## Assignment
Restate the entries word for word and skip every image.

## The data
== Segment start ==

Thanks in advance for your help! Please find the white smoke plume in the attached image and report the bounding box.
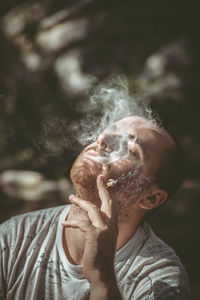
[71,75,159,166]
[38,75,160,174]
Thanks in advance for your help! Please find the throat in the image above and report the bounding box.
[62,205,88,265]
[63,226,85,265]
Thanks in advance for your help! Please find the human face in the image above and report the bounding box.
[70,116,172,205]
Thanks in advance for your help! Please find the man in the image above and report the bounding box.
[0,116,190,299]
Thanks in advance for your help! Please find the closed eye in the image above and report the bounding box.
[129,148,139,158]
[127,134,137,155]
[128,141,142,160]
[127,133,144,160]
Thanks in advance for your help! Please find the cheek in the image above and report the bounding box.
[108,158,140,182]
[112,166,147,204]
[113,184,138,218]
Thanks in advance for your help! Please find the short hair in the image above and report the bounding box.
[154,137,185,199]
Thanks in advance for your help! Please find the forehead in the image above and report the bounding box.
[115,116,157,134]
[115,116,174,154]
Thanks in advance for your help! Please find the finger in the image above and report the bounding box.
[69,194,106,229]
[97,175,115,218]
[62,219,94,233]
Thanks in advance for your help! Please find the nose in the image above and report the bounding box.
[97,130,126,153]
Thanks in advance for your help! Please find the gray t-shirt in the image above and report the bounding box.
[0,205,190,299]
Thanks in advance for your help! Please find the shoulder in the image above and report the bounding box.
[142,222,189,290]
[141,222,186,269]
[0,205,67,242]
[120,222,190,299]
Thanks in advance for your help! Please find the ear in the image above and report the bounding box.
[137,187,168,210]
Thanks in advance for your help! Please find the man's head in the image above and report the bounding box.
[70,116,184,218]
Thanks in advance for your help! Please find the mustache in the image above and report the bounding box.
[84,143,110,158]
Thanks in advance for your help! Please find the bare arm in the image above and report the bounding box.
[62,174,122,300]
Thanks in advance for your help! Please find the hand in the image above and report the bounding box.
[62,174,122,299]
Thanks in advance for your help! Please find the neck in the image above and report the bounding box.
[63,203,145,265]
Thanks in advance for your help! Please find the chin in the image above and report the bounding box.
[70,152,102,186]
[70,152,102,205]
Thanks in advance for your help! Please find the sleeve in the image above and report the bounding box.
[0,219,14,300]
[0,248,6,299]
[0,223,7,299]
[120,262,190,300]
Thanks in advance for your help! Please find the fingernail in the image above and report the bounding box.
[69,195,78,203]
[62,219,71,224]
[98,174,104,181]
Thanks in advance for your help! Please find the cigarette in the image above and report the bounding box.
[106,178,117,188]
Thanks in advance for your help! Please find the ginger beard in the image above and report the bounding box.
[70,148,153,221]
[70,150,104,207]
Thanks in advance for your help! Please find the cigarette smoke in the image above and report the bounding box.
[75,76,155,145]
[71,75,160,166]
[38,75,160,180]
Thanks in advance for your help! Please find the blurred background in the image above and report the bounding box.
[0,0,199,298]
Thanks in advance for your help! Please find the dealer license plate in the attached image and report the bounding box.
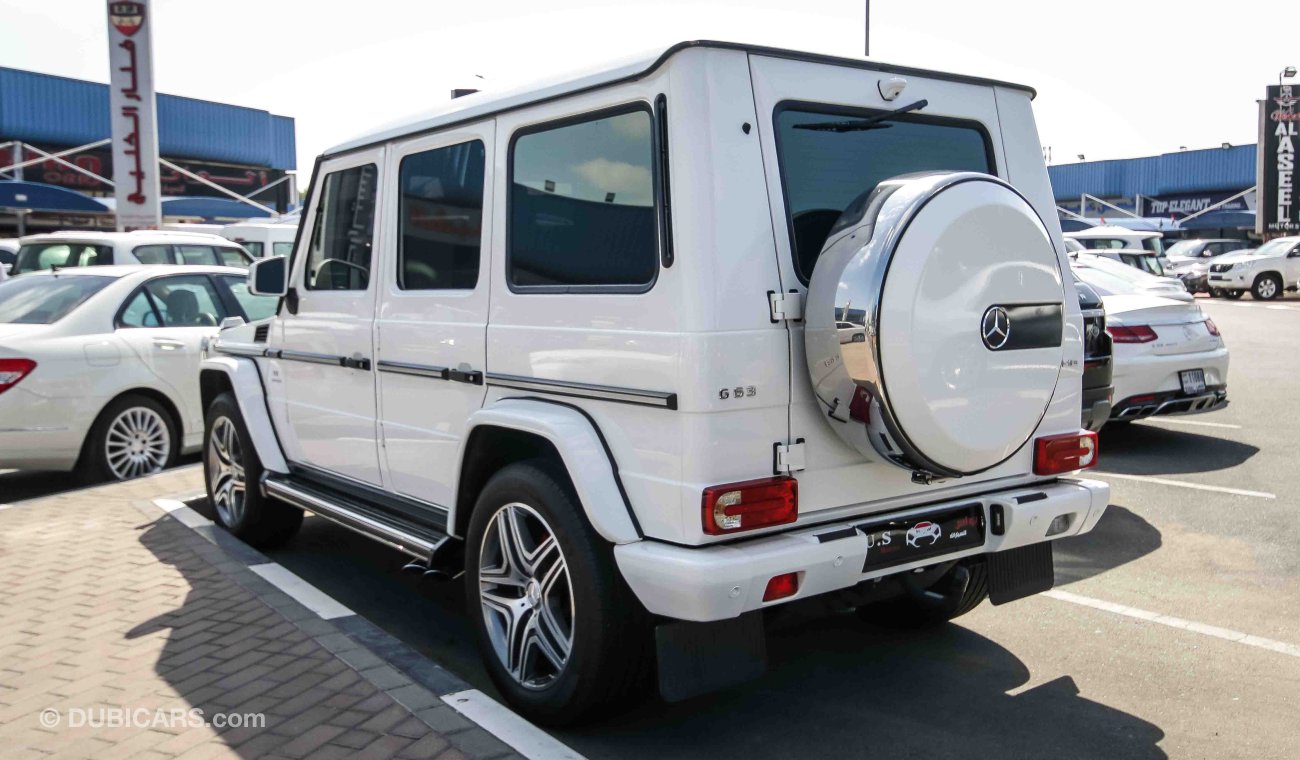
[1180,369,1206,395]
[859,503,985,572]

== Segment end ==

## Output
Thanks in advance for your help! Please find the white smoke plume in the attached image and report the bounding box.
[71,75,159,166]
[38,75,160,174]
Thanks in advance for your help! Please find the throat in the image above and report the bounding box.
[62,205,88,265]
[63,226,85,265]
Thanks in advance for your help! Please find the human face in the image above and report the bounding box.
[70,116,172,205]
Thanks in advance for your help! Please find the man in the image above and report the bounding box.
[0,116,190,299]
Thanks in advance for your help! Please find the closed eye in the image above and report the bounding box.
[129,148,139,158]
[127,134,137,155]
[128,141,142,160]
[127,133,144,160]
Thanks in advance for your help! Please find the cheek in the image above and report the bounding box.
[108,158,140,182]
[112,166,147,204]
[113,184,138,218]
Thanks in advance for your help! Please find the short hair in the image above and report the bounding box.
[154,137,185,199]
Thanks in advance for your help! Please find the forehead in the image above and report the bounding box.
[115,116,157,134]
[115,116,174,154]
Thanks in advance for your help! Please find the finger in the image above and report the bounding box.
[69,194,106,229]
[97,175,115,218]
[62,219,94,233]
Thanks in advance for your help! Please find the nose in the image above and report the bounding box.
[97,130,126,153]
Thanks in advance for your help! Please find the gray t-shirt in the image above and report the bounding box.
[0,205,190,299]
Thanks in advance for your help! Please find the shoulder in the image above and report the bounding box.
[142,222,189,290]
[141,222,186,269]
[0,205,67,242]
[120,222,190,299]
Thanks in advance for your help! Please find the ear in the image above and report the bounding box.
[137,187,168,210]
Thanks in advance for your help! Please find the man's head in the image above and report the bounding box.
[70,116,184,218]
Thanks in advance for your help! Please find the mustache in the image above and report the bounding box.
[84,143,110,158]
Thanks in advance for your help! Please find the bare arm in the image above and report the bounding box.
[62,174,122,300]
Thanks in advance for your help! Please find the hand in the image above and report the bounding box.
[62,174,122,299]
Thanks in advance for your help! Please find the neck in the image above and report the bounding box.
[63,203,145,265]
Thanks in advance for your help! Please find the chin in the image above and report the bounding box.
[70,152,102,186]
[70,152,102,205]
Thanks in advance for your help! Please find the sleeve in the image above and report the bounding box.
[0,219,14,300]
[0,248,6,299]
[0,223,7,299]
[120,262,190,300]
Thanks in advance for your help! Please find the fingernail in the image above and report the bounding box.
[69,195,78,203]
[62,219,71,224]
[98,174,104,181]
Thanks in advance for your help! Please find the cigarette in the image above and report the bounding box.
[106,178,117,188]
Thanks in advance for your help! Please find the ginger beard in the image above and report the bounding box.
[70,148,153,221]
[70,150,104,207]
Thanks in advance for your help! Please find the cigarette smoke in the image above and report the bounding box.
[75,76,155,145]
[71,75,160,166]
[38,75,160,180]
Thanks in advance for your help! Please find the blurred background in the image above and report the bounding box.
[0,0,199,298]
Thanks in advance for your help! Please find the dealer license plate in the attached image and report the bounding box.
[1180,369,1206,395]
[859,503,985,572]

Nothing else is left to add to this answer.